WORK INSTRUCTION:
Repeat word for word every line of the data below, from the first through the line containing "positive clicks: (421, 152) (484, 97)", and stop there.

(Collected data)

--------------------

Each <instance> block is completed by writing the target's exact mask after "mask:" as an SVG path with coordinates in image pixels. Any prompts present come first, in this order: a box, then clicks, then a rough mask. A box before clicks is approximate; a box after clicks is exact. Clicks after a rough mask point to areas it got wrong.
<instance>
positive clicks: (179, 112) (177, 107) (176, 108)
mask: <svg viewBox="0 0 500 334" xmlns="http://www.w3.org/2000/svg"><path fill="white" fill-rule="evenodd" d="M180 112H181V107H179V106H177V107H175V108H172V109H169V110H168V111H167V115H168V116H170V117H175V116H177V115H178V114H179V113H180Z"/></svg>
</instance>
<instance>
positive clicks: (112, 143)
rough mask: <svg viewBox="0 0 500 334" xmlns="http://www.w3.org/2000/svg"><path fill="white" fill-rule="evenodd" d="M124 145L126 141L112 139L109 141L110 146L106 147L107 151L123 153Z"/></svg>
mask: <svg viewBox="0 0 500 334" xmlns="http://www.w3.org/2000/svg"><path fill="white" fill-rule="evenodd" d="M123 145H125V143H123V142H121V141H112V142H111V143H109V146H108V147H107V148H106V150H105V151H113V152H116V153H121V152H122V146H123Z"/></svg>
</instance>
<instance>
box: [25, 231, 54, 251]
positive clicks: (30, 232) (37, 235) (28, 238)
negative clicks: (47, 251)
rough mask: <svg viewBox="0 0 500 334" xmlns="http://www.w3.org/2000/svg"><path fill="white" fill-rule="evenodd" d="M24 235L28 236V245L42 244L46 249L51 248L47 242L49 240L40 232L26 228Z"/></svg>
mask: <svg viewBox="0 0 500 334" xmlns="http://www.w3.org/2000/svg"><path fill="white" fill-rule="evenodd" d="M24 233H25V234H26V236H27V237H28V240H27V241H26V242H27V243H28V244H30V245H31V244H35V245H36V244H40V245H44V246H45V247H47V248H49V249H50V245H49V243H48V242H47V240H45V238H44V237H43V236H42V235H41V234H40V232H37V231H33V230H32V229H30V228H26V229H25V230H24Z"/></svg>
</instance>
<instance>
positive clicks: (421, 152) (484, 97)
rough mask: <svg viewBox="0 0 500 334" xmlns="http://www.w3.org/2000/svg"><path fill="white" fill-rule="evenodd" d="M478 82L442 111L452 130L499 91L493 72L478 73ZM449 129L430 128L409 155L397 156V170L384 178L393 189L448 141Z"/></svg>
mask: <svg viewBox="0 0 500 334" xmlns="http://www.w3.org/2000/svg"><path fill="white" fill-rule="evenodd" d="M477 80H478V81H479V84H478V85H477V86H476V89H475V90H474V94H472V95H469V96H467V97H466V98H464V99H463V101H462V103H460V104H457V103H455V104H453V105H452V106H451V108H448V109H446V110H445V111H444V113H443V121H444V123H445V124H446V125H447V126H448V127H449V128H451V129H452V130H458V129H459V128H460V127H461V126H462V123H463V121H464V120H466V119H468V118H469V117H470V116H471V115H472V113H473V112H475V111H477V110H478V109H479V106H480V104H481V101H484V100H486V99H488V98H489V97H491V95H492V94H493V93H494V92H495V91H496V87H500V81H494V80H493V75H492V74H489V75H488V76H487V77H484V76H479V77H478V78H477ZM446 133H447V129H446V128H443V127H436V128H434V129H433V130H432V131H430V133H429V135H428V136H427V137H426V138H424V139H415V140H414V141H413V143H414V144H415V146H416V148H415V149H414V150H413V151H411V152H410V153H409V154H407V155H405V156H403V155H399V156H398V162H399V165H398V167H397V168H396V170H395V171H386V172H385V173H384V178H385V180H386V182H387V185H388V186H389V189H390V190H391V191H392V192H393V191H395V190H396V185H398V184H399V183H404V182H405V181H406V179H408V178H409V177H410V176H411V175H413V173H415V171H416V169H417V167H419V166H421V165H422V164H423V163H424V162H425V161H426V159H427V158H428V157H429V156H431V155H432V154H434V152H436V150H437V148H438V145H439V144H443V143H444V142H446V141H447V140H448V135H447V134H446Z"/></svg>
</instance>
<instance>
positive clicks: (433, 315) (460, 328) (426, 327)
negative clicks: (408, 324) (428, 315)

--------------------

SOLUTION:
Each <instance> block is completed by writing the target's exact mask after "mask:" as an SVG path with coordinates in image pixels. Any prompts present come first, in this order: a box, then clicks, then a rough mask. A box before clicks is approximate; a box after clicks is exact. Clicks after a rough mask point to areas it got wrong.
<instance>
positive clicks: (179, 112) (177, 107) (176, 108)
mask: <svg viewBox="0 0 500 334" xmlns="http://www.w3.org/2000/svg"><path fill="white" fill-rule="evenodd" d="M180 112H181V107H179V106H177V107H175V108H172V109H169V110H168V111H167V115H168V116H170V117H175V116H177V115H178V114H179V113H180Z"/></svg>
</instance>
<instance>
positive clicks: (112, 143)
rough mask: <svg viewBox="0 0 500 334" xmlns="http://www.w3.org/2000/svg"><path fill="white" fill-rule="evenodd" d="M124 145L126 141L112 139L109 141L110 146L106 147L107 151L123 153Z"/></svg>
mask: <svg viewBox="0 0 500 334" xmlns="http://www.w3.org/2000/svg"><path fill="white" fill-rule="evenodd" d="M123 145H125V143H123V142H121V141H112V142H111V143H109V146H108V147H107V148H106V150H105V151H113V152H116V153H121V152H122V146H123Z"/></svg>
</instance>
<instance>
box: [25, 231, 54, 251]
positive clicks: (30, 232) (37, 235) (28, 238)
negative clicks: (47, 251)
rough mask: <svg viewBox="0 0 500 334" xmlns="http://www.w3.org/2000/svg"><path fill="white" fill-rule="evenodd" d="M24 235L28 236V245L42 244L46 249L51 248L47 242L49 240L40 232L26 228Z"/></svg>
mask: <svg viewBox="0 0 500 334" xmlns="http://www.w3.org/2000/svg"><path fill="white" fill-rule="evenodd" d="M24 233H25V234H26V236H27V237H28V240H27V241H26V242H27V243H28V244H30V245H31V244H35V245H36V244H40V245H44V246H45V247H47V248H49V249H50V245H49V243H48V242H47V240H45V238H44V237H43V236H42V235H41V234H40V232H37V231H33V230H32V229H30V228H26V229H25V230H24Z"/></svg>
</instance>
<instance>
positive clicks: (421, 152) (484, 97)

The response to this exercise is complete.